• **WHAT NEEDS TO BE DONE**
Somewhere below is a line with "[indicate] the white baseboard" and, later, a line with "[indicate] the road"; repeat those two lines and all the lines between them, exactly as they are.
# # #
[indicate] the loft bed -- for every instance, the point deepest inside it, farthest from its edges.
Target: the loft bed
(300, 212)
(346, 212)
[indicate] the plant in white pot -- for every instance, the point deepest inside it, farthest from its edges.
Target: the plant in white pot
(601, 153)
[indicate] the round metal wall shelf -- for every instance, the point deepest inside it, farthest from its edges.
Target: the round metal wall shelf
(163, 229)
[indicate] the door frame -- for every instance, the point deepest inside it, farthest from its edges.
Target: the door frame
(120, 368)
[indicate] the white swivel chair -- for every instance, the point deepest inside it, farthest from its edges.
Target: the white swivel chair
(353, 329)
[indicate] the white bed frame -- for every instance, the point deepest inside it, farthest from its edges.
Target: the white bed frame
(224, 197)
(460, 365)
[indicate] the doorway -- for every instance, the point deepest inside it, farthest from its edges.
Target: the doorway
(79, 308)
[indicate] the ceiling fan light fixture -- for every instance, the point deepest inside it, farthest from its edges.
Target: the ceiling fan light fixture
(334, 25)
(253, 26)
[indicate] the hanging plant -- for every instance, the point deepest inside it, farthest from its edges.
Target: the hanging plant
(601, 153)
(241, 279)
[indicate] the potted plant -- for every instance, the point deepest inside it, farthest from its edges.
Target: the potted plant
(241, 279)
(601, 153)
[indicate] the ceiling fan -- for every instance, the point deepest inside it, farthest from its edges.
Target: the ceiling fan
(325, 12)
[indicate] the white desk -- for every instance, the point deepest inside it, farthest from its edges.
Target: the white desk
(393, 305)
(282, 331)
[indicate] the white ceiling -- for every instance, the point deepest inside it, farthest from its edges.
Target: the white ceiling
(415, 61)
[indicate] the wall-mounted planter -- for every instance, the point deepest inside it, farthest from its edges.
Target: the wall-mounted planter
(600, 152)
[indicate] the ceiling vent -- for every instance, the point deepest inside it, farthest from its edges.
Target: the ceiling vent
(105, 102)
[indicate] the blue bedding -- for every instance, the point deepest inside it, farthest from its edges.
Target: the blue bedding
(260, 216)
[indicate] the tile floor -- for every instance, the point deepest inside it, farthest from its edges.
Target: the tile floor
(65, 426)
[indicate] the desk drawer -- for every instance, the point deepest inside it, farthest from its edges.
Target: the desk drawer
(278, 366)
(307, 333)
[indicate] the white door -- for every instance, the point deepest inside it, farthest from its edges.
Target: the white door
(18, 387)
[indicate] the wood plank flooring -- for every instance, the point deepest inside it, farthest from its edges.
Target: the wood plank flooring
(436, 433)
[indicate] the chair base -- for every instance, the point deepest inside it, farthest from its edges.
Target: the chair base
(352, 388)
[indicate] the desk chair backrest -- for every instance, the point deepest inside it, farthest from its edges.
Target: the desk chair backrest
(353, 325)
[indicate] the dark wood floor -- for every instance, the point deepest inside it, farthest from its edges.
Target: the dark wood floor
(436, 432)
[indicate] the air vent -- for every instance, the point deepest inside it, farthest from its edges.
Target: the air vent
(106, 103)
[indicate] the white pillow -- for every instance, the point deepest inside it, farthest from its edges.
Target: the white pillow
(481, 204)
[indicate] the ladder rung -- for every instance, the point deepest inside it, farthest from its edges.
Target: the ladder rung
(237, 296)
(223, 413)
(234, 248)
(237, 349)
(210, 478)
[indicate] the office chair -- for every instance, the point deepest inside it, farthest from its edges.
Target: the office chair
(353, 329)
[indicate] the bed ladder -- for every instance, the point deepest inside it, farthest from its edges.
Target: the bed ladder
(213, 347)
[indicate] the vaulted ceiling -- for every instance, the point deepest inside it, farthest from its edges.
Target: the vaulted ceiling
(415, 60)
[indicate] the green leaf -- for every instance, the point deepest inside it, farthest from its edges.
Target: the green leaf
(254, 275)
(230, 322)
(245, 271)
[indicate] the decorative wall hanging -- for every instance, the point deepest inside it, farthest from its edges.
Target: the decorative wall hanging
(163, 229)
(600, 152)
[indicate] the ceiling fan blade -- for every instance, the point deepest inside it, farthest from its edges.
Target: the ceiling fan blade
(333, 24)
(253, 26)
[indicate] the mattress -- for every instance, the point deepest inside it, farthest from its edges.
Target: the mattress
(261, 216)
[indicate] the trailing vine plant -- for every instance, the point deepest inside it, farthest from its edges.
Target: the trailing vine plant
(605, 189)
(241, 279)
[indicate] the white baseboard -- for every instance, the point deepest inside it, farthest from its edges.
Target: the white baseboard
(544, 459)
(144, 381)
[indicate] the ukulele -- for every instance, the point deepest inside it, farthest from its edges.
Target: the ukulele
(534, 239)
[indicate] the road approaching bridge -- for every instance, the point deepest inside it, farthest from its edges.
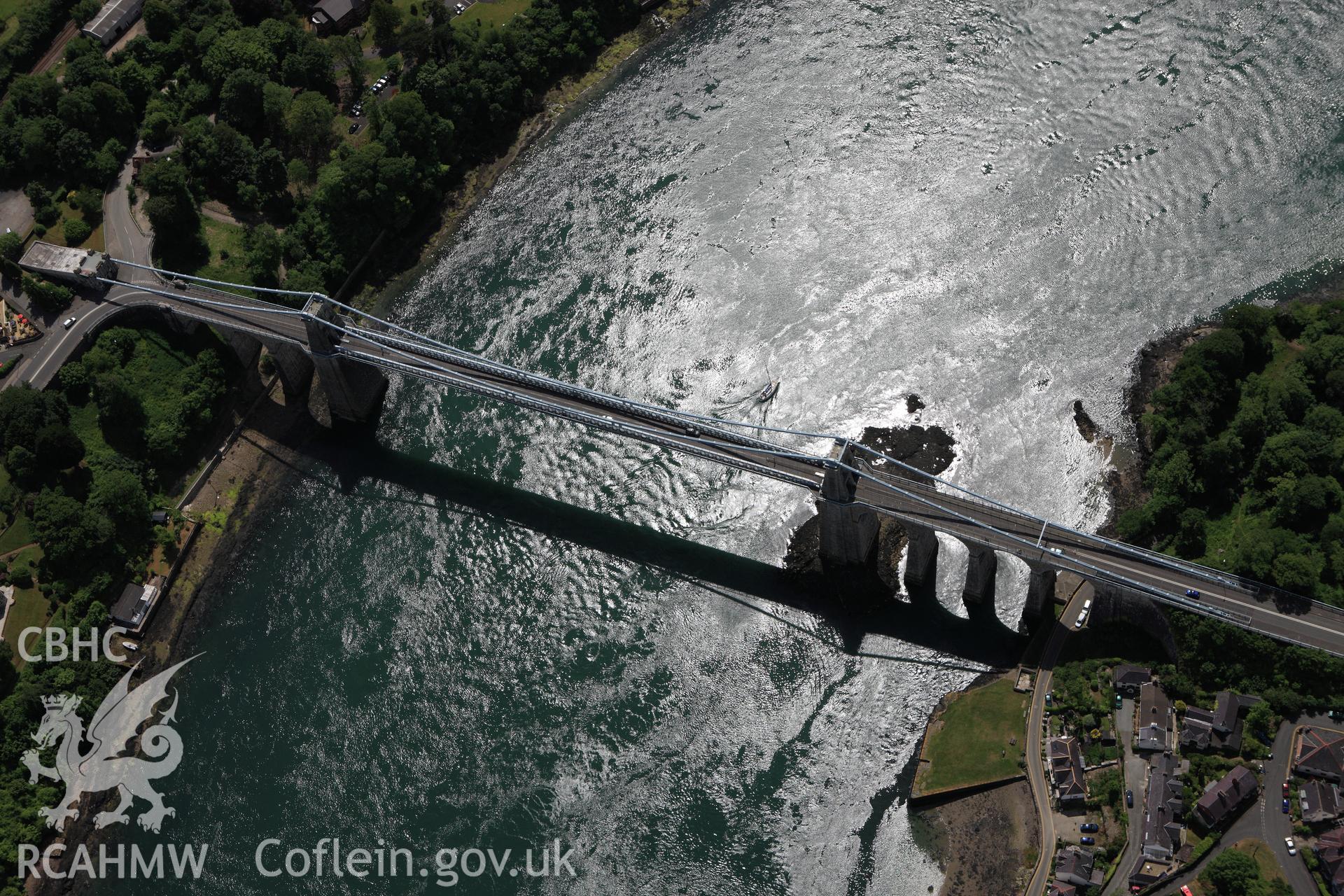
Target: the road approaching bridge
(353, 349)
# # #
• **ANSWER**
[indicate] the white baseboard -- for every instance, the point deepest inside it, farthest from its edges.
Target: the white baseboard
(544, 459)
(144, 381)
[indicate] the ukulele -- for every instance, the point deepest inside it, farthest from its edges.
Target: the ukulele
(534, 239)
[indicate] the road approaching bridge -- for every instance, the point deepest inside it, farthest from its edges.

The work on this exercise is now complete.